**PASSAGE PROVIDED**
::::::::::

Saturday, January 09, 2010

Is dark matter of large gallaxies supersymmetric to black holes?

This post is a reaction to recent NS article "Missing dark matter mystery in small galaxies". It's well known, large galaxies and galactic clusters are relatively abundant to dark matter with compare the smaller ones. This finding could have certain meaning in AWT cosmology, in which large gallaxies were formed by evaporation of central black holes, whereas smaller ones were formed rather by accretion (i.e. by classical mechanism with respect to contemporary cosmology). Another ideas presented in connection with this model  was dark star origin of gallaxies and the shielding effect of dark matter. This effect is understandable with respect to AWT mechanism, because of large content of antimatter considered in dark matter, which could have antigravity action at large distances. Presence of heavily ionized atom nuclei trapped makes dark matter detectable by X-ray telescopes, like Chandra.



It would mean, dark matter is in fact super-symmetric effect of black holes inside of galaxies. Without presence of central black holes the galaxies cannot contain material particles around it, because of no evaporation. This idea could have some meaning in holographic theory of Universe, too. This could explain both absence of dark matter outside, both black holes outside of small galaxies.

::::::::::

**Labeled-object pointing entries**

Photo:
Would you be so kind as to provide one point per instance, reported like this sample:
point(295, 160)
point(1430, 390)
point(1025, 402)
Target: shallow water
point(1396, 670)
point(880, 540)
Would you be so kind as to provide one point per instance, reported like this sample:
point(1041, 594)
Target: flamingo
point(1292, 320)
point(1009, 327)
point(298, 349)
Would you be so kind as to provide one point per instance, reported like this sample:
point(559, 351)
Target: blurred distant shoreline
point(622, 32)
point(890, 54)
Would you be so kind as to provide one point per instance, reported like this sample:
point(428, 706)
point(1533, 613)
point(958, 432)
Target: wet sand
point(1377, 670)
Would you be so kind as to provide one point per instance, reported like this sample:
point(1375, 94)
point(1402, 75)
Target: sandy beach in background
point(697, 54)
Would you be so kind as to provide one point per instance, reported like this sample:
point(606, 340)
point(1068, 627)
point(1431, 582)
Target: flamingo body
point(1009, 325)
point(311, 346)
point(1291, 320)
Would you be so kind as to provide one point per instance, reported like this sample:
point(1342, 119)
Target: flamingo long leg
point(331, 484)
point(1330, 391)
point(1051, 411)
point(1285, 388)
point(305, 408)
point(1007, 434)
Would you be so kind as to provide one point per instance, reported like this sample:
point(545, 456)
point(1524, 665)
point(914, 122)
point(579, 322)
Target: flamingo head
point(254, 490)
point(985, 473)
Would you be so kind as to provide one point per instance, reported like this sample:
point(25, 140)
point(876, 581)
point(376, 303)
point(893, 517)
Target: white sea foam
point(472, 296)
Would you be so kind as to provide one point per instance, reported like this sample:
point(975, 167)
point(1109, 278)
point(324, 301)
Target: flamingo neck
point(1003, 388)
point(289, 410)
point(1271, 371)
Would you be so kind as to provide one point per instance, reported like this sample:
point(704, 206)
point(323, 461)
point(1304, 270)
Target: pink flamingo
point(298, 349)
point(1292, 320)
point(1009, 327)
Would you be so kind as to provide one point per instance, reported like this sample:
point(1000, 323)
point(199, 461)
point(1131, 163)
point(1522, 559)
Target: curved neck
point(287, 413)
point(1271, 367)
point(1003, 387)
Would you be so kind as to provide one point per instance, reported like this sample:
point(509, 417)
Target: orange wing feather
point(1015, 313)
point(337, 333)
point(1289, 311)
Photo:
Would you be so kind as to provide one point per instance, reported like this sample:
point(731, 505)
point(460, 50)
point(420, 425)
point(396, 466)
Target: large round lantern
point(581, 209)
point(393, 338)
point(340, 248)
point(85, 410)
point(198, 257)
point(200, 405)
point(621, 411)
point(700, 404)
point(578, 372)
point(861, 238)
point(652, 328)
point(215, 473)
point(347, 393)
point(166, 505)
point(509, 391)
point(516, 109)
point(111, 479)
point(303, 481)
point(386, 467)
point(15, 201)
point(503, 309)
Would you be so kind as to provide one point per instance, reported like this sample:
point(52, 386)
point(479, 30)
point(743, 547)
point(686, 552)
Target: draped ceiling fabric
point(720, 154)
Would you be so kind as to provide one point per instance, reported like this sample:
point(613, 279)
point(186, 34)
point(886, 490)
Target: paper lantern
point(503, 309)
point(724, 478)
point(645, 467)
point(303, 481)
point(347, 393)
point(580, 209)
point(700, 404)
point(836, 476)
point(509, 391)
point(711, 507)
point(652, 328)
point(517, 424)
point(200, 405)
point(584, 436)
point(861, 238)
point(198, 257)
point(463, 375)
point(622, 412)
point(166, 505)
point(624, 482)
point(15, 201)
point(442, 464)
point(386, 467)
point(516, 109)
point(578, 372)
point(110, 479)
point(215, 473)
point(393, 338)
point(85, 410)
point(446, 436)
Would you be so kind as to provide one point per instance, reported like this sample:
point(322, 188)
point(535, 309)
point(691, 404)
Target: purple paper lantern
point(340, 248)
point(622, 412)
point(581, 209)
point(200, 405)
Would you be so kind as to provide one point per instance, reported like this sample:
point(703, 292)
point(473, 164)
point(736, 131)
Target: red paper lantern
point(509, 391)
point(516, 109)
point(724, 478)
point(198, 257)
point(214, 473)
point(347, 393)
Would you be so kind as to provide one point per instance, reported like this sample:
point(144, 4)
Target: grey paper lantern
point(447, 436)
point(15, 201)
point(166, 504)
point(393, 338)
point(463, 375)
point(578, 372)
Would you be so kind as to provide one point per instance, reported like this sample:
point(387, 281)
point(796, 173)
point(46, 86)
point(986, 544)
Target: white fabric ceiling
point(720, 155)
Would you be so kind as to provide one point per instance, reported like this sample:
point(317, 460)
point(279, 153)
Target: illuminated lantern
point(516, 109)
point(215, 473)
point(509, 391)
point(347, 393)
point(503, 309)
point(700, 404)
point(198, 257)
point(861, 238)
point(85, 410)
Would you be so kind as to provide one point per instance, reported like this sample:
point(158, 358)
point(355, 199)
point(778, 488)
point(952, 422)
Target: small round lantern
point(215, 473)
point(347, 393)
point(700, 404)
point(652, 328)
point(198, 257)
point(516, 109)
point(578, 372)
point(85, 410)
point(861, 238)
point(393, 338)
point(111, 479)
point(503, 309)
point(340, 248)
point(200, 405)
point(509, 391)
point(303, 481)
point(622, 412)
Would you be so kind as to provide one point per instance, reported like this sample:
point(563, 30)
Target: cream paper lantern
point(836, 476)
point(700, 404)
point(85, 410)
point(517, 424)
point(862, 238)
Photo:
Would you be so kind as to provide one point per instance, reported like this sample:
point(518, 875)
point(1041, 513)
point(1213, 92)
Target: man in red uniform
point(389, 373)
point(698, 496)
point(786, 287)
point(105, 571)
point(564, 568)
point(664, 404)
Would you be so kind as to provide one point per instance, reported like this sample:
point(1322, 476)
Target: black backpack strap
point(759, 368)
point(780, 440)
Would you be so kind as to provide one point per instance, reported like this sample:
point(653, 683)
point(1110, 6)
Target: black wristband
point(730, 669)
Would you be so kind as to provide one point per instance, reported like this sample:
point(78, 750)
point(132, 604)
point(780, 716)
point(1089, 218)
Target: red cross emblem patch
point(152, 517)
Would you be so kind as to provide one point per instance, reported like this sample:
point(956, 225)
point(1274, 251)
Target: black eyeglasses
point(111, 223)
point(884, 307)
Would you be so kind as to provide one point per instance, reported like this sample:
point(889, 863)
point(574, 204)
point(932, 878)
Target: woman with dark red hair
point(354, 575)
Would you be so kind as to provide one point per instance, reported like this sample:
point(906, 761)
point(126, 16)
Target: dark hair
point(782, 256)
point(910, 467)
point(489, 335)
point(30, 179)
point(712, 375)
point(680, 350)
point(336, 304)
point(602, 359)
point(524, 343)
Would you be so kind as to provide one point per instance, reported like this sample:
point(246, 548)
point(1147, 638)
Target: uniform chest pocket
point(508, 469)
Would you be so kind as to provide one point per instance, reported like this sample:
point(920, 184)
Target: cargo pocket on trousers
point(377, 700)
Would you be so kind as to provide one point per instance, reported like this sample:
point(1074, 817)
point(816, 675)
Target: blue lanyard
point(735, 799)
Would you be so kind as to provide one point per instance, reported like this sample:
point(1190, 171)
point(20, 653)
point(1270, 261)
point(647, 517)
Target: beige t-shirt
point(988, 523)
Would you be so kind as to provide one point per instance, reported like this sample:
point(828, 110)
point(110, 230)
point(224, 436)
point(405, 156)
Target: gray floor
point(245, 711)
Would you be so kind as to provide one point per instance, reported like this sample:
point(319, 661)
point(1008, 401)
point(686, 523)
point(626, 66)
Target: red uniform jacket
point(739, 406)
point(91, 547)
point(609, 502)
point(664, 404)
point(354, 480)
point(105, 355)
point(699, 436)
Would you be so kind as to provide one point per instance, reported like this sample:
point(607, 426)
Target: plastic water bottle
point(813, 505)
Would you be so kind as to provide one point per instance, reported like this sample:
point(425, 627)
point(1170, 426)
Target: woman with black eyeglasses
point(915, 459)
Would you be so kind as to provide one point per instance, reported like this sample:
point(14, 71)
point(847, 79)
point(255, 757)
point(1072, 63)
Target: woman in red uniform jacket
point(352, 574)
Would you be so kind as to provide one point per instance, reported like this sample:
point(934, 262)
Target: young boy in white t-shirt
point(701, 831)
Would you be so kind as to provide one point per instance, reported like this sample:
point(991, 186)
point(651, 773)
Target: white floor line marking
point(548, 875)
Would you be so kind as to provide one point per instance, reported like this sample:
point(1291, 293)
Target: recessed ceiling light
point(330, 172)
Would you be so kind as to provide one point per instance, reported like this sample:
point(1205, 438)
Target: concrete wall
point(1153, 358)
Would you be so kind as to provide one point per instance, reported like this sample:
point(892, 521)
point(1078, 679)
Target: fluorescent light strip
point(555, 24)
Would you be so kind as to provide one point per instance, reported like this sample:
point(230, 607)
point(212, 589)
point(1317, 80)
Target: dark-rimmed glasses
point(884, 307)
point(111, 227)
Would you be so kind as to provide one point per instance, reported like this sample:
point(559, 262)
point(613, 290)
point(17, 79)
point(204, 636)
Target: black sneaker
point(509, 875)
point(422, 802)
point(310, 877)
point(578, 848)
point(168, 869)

::::::::::

**PARTS OF THE EXERCISE**
1) Can you quote the part of the dark matter post that opens with the words containing "This post is" and closes with "telescopes, like Chandra."?
2) How might the dark matter post carry on after its final sentence? Write the continuation.

**THE RESPONSES**
1)
This post is a reaction to recent NS article "Missing dark matter mystery in small galaxies". It's well known, large galaxies and galactic clusters are relatively abundant to dark matter with compare the smaller ones. This finding could have certain meaning in AWT cosmology, in which large gallaxies were formed by evaporation of central black holes, whereas smaller ones were formed rather by accretion (i.e. by classical mechanism with respect to contemporary cosmology). Another ideas presented in connection with this model  was dark star origin of gallaxies and the shielding effect of dark matter. This effect is understandable with respect to AWT mechanism, because of large content of antimatter considered in dark matter, which could have antigravity action at large distances. Presence of heavily ionized atom nuclei trapped makes dark matter detectable by X-ray telescopes, like Chandra.

2)
But the whole subject is still quite speculative in this moment and additional observational data are required. Recently Hubble has found another evidence of dark matter presence near small galaxies. This study demonstrated, that the low-velocities of stars observed around dwarf galaxies are infact compatible with galaxy formation in dark-matter haloes. Stellar orbits in the outer regions of the resulting elliptical are very elongated, which can explain the observed velocities even in the presence of large amounts of dark matter.

3 comments:

Zephir said...

Heavy photons are too light to be behind dark matter. Heavy photons are one of few dozens of less or more theoretical concepts, which are attributed to existence of dark matter. I ordered them by their average rest mass, which differs in twenty(!) orders of magnitude: scalar field, quintessence, mirror matter, axions, inflatons, heavy photons, fat strings, sterile neutrinos, chameleon particles, dark fluid and dark baryons, fotinos, gravitinos and WIMPs, SIMPs, MACHOs, RAMBOs, DAEMONs and micro-black holes. And I probably missed many others...

Zephir said...

In 1974, theorists William Press and Saul Teukolsky noted that if a black hole were spinning fast enough, light of a long-enough wavelength passing close by would scatter off it, rather than being sucked in. If this spinning black hole were to be surrounded by something like a mirror, the light could be reflected and scattered many times. Fuelled by energy from the rotation of the black hole, it would bounce back and forth and amplify itself in a runaway process rather like what happens in the mirrored cavity within a laser. If the surrounding mirror were removed or shattered, the light would instantaneously escape in a powerful burst of light and heat – a black hole bomb. Abraham Loeb thinks the primordial black holes might provide an identity for dark matter.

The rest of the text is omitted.